**Task description**
Which lines in the items below contain the string "white"? Copy each of those lines in full.

====

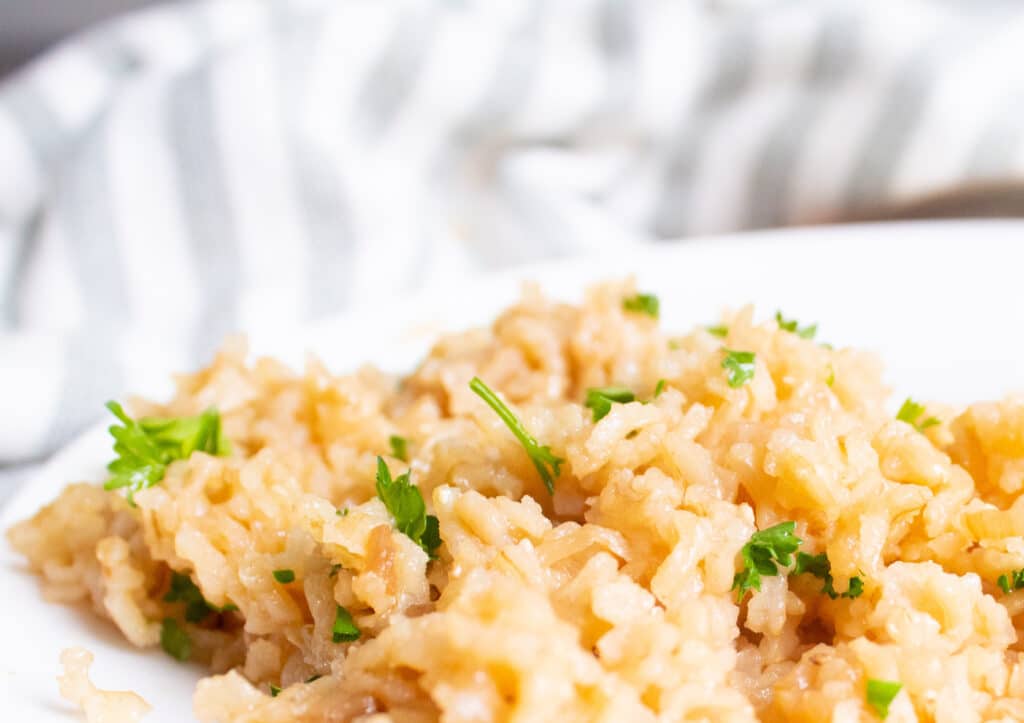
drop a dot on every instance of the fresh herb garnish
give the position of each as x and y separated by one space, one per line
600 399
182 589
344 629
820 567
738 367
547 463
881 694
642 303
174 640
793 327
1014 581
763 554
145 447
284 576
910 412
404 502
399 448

====

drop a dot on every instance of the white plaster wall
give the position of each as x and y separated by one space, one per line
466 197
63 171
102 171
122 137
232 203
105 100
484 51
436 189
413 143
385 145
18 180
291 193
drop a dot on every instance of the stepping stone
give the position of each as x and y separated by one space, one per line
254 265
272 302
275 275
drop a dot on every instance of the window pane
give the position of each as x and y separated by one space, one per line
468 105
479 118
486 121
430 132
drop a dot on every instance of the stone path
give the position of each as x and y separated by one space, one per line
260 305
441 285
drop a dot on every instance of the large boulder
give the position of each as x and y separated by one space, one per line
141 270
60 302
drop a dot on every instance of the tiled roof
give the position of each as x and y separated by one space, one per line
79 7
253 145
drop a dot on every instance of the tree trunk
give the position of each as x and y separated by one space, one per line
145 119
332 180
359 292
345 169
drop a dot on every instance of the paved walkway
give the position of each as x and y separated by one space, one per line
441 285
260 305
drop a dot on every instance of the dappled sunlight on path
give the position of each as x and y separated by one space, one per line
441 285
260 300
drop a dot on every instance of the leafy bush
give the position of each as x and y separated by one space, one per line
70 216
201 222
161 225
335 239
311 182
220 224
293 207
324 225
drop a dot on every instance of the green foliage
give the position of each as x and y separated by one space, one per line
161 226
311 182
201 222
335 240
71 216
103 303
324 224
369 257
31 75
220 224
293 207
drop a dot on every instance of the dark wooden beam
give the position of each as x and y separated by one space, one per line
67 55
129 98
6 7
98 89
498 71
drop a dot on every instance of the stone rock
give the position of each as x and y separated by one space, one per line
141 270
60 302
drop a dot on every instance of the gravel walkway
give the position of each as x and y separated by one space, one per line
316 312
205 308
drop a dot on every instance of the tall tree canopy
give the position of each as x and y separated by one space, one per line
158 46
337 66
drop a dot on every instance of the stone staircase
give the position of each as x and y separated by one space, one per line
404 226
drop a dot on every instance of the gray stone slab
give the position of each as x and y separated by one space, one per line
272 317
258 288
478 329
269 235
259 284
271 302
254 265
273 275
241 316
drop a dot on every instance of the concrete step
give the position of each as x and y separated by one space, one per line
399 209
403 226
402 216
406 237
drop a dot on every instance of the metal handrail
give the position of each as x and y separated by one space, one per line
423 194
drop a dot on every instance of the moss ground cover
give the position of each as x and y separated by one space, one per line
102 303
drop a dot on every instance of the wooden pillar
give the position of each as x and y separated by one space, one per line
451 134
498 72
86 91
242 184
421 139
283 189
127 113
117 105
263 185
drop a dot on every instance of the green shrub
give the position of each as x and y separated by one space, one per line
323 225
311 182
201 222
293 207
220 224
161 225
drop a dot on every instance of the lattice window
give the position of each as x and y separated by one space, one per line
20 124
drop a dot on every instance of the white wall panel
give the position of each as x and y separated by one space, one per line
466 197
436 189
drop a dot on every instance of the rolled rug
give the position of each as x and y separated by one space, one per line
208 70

====

**Written solution**
drop a dot on every instance of the white plaster wall
drop a dot on every instance of the white wall panel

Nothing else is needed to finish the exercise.